Records of labeled points
▬▬▬▬▬▬▬▬▬▬
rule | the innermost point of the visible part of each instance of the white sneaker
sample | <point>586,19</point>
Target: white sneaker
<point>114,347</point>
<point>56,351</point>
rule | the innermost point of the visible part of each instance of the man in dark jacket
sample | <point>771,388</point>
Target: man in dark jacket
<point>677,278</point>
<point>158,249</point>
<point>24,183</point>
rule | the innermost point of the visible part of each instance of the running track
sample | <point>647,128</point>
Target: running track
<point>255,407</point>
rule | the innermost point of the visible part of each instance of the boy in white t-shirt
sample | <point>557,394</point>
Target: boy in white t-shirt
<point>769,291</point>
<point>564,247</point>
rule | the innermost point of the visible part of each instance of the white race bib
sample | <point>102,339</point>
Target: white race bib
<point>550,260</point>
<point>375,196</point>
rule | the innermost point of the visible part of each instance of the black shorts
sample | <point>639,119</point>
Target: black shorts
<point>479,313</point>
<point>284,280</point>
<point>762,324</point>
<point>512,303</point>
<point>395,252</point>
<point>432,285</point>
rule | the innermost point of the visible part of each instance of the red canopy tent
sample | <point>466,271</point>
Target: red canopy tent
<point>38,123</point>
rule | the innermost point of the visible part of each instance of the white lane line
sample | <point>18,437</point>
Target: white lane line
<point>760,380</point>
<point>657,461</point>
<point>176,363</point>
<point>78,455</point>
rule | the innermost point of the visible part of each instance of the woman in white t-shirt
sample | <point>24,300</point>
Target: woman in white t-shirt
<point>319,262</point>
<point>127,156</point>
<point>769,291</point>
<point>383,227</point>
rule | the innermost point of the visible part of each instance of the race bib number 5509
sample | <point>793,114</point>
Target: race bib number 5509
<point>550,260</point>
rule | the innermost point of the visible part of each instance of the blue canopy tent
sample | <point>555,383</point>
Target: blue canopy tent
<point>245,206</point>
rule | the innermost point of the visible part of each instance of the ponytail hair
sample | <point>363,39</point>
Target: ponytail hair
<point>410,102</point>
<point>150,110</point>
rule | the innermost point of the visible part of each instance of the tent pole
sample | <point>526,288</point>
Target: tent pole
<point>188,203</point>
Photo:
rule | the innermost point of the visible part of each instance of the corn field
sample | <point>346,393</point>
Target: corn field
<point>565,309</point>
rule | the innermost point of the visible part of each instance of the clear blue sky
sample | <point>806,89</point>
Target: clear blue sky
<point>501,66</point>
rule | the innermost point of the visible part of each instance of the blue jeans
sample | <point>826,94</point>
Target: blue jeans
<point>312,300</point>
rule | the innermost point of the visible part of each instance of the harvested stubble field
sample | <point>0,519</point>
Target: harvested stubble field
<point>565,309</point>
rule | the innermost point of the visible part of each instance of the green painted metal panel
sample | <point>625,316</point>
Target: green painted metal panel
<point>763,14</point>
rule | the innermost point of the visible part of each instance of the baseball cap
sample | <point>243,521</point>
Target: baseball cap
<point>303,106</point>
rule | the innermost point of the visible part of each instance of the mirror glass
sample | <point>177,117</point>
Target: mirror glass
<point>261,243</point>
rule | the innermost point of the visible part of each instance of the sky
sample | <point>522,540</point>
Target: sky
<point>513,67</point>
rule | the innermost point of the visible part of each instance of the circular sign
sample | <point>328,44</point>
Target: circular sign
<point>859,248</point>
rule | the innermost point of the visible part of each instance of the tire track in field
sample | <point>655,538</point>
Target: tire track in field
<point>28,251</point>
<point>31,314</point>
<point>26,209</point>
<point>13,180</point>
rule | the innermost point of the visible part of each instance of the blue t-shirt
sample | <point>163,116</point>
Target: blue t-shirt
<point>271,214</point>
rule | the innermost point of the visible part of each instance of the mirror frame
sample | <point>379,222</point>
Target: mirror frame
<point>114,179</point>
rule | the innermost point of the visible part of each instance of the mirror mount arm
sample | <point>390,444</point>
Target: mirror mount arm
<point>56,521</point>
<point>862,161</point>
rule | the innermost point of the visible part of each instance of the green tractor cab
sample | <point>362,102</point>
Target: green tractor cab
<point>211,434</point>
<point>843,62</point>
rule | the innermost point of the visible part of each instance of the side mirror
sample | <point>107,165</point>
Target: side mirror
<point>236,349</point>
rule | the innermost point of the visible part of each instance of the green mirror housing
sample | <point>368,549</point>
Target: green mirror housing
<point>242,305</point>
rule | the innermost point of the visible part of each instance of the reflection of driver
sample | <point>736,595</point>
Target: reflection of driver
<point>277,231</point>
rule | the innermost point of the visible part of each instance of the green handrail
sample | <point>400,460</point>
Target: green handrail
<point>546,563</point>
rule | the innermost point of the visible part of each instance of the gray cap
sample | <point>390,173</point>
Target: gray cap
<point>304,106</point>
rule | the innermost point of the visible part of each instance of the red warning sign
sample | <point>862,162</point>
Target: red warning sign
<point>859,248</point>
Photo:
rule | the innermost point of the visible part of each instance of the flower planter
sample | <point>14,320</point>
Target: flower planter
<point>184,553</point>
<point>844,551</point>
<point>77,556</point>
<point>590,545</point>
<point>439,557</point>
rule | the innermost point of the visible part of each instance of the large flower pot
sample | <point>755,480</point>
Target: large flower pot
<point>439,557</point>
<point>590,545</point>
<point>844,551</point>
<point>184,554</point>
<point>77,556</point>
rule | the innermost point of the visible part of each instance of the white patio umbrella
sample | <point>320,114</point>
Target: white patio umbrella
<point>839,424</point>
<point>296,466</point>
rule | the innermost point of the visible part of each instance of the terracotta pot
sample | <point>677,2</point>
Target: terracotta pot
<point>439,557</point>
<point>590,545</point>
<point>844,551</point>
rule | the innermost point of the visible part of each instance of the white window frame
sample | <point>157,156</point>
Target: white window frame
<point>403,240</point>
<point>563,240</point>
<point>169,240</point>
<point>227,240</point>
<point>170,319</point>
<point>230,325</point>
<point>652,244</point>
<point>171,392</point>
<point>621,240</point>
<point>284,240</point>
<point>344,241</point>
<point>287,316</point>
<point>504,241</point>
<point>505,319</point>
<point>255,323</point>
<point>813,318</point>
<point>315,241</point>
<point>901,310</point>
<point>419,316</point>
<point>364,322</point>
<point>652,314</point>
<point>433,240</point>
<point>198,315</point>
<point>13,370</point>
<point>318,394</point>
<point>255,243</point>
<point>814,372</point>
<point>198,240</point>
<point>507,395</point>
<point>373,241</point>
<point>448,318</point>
▬▬▬▬▬▬▬▬▬▬
## EXERCISE REQUIREMENTS:
Print the entire listing above again, line for line, without changing anything.

## SOLUTION FOR THIS EXERCISE:
rule | the innermost point of the visible part of each instance of the white sneaker
sample | <point>586,19</point>
Target: white sneaker
<point>114,347</point>
<point>56,351</point>
rule | the innermost point of the visible part of each instance of the man in dark jacket
sample | <point>771,388</point>
Target: man in dark jacket
<point>677,278</point>
<point>158,249</point>
<point>24,183</point>
rule | the innermost point of the visible part of each instance of the running track
sample | <point>647,128</point>
Target: running track
<point>255,407</point>
rule | the innermost point of the visible part of each instance of the boy in white t-shirt
sample | <point>557,394</point>
Target: boy in white t-shirt
<point>769,291</point>
<point>564,247</point>
rule | the innermost point of the visible part of each instance of the white race bib
sample | <point>102,339</point>
Target: white race bib
<point>550,260</point>
<point>375,196</point>
rule | the innermost point of the visible part of each instance of the black shorts
sample | <point>639,119</point>
Target: black shorts
<point>479,313</point>
<point>284,280</point>
<point>762,324</point>
<point>512,303</point>
<point>395,252</point>
<point>432,285</point>
rule | the innermost point of the visible part of each instance of the red canopy tent
sample | <point>466,271</point>
Target: red canopy tent
<point>38,123</point>
rule | the innermost point of the visible part of each instance of the white lane line
sample | <point>18,437</point>
Target: white lane line
<point>760,380</point>
<point>657,461</point>
<point>176,363</point>
<point>78,455</point>
rule | the innermost point of the visible part of each instance of the woman in white t-shirt
sample | <point>24,300</point>
Target: woman in white t-shirt
<point>319,262</point>
<point>127,156</point>
<point>769,291</point>
<point>383,227</point>
rule | the innermost point of the visible part of each instance of the race bib number 5509
sample | <point>793,114</point>
Target: race bib number 5509
<point>550,260</point>
rule | the innermost point of the visible part of each instance of the blue canopy tent
sample | <point>555,383</point>
Target: blue canopy tent
<point>245,206</point>
rule | the innermost point of the visible part of each instance of the ponytail hair
sample | <point>363,39</point>
Target: ponytail hair
<point>410,102</point>
<point>150,110</point>
rule | the innermost point of the visible part of each instance of the tent pole
sample | <point>526,288</point>
Target: tent pole
<point>188,203</point>
Photo:
rule | the innermost point of the visible part of each instance of the corn field
sample | <point>346,393</point>
Target: corn field
<point>565,309</point>
rule | the innermost point of the visible part of each instance of the clear blue sky
sample | <point>806,89</point>
Target: clear blue sky
<point>501,66</point>
rule | the innermost point of the visible part of each instance of the blue jeans
sample | <point>826,94</point>
Target: blue jeans
<point>312,300</point>
rule | the innermost point of the visible part of each instance of the harvested stubble field
sample | <point>0,519</point>
Target: harvested stubble field
<point>565,309</point>
rule | the innermost point of the visible part of each instance of the green painted metal panel
sample | <point>625,316</point>
Target: green painted metal panel
<point>763,14</point>
rule | the innermost point of the visible part of each instance of the baseball cap
sample | <point>243,521</point>
Target: baseball cap
<point>303,106</point>
rule | the innermost point of the visible part of each instance of the mirror glass
sample | <point>177,117</point>
Target: mirror glass
<point>261,243</point>
rule | the innermost point of the visible part of each instance of the sky
sample | <point>522,540</point>
Target: sky
<point>513,67</point>
rule | the innermost point of the visible part of each instance of the circular sign
sample | <point>328,44</point>
Target: circular sign
<point>859,248</point>
rule | the innermost point of the visible part of each instance of the tire track in field
sample | <point>655,538</point>
Target: tire track in field
<point>28,251</point>
<point>31,314</point>
<point>26,209</point>
<point>13,180</point>
rule | the innermost point of the visible part of each instance of the blue t-shirt
sample | <point>163,116</point>
Target: blue t-shirt
<point>271,214</point>
rule | the innermost point of the visible part of each instance of the mirror frame
sample | <point>379,222</point>
Target: mirror frame
<point>114,179</point>
rule | the innermost point of the visible part of each instance of the mirror mount arm
sample | <point>390,444</point>
Target: mirror mount arm
<point>56,521</point>
<point>862,161</point>
rule | the innermost point of the visible part of each instance of the green tractor cab
sample | <point>362,102</point>
Target: green tractor cab
<point>211,434</point>
<point>843,62</point>
rule | the innermost point of the visible part of each instance of the side mirror
sample | <point>107,165</point>
Target: side mirror
<point>236,349</point>
rule | the innermost point of the visible part of each instance of the green mirror housing
sample | <point>368,549</point>
Target: green mirror housing
<point>242,305</point>
rule | the innermost point of the visible part of each instance of the reflection of driver
sample | <point>736,595</point>
Target: reflection of driver
<point>277,231</point>
rule | the innermost point of the visible part of each instance of the green handrail
sample | <point>400,460</point>
Target: green handrail
<point>546,563</point>
rule | the innermost point of the visible part of each instance of the gray cap
sample | <point>390,173</point>
Target: gray cap
<point>304,106</point>
rule | the innermost point of the visible part of each instance of the red warning sign
sample | <point>862,162</point>
Target: red warning sign
<point>859,248</point>
Photo:
rule | the innermost point of the visible part of each instance of the flower planter
sample | <point>14,320</point>
Target: flower planter
<point>184,553</point>
<point>844,551</point>
<point>77,556</point>
<point>590,545</point>
<point>439,557</point>
rule | the innermost point of the visible part of each instance of the large flower pot
sample | <point>755,480</point>
Target: large flower pot
<point>439,557</point>
<point>590,545</point>
<point>844,551</point>
<point>184,554</point>
<point>77,556</point>
rule | the innermost point of the visible part of each instance of the white patio umbrella
sample | <point>320,114</point>
Target: white patio umbrella
<point>839,424</point>
<point>296,466</point>
rule | the innermost point of the visible part of each instance of the terracotta pot
sample | <point>677,2</point>
Target: terracotta pot
<point>439,557</point>
<point>590,545</point>
<point>844,551</point>
rule | the innermost point of the visible part of each instance of the white window frame
sample | <point>157,156</point>
Target: white window frame
<point>403,240</point>
<point>563,240</point>
<point>169,240</point>
<point>227,240</point>
<point>170,319</point>
<point>230,325</point>
<point>652,244</point>
<point>171,392</point>
<point>621,240</point>
<point>284,240</point>
<point>344,241</point>
<point>287,316</point>
<point>504,241</point>
<point>505,319</point>
<point>255,323</point>
<point>813,318</point>
<point>315,241</point>
<point>901,310</point>
<point>419,316</point>
<point>364,322</point>
<point>652,314</point>
<point>433,240</point>
<point>198,315</point>
<point>13,370</point>
<point>318,394</point>
<point>255,243</point>
<point>814,372</point>
<point>198,240</point>
<point>507,395</point>
<point>373,241</point>
<point>448,318</point>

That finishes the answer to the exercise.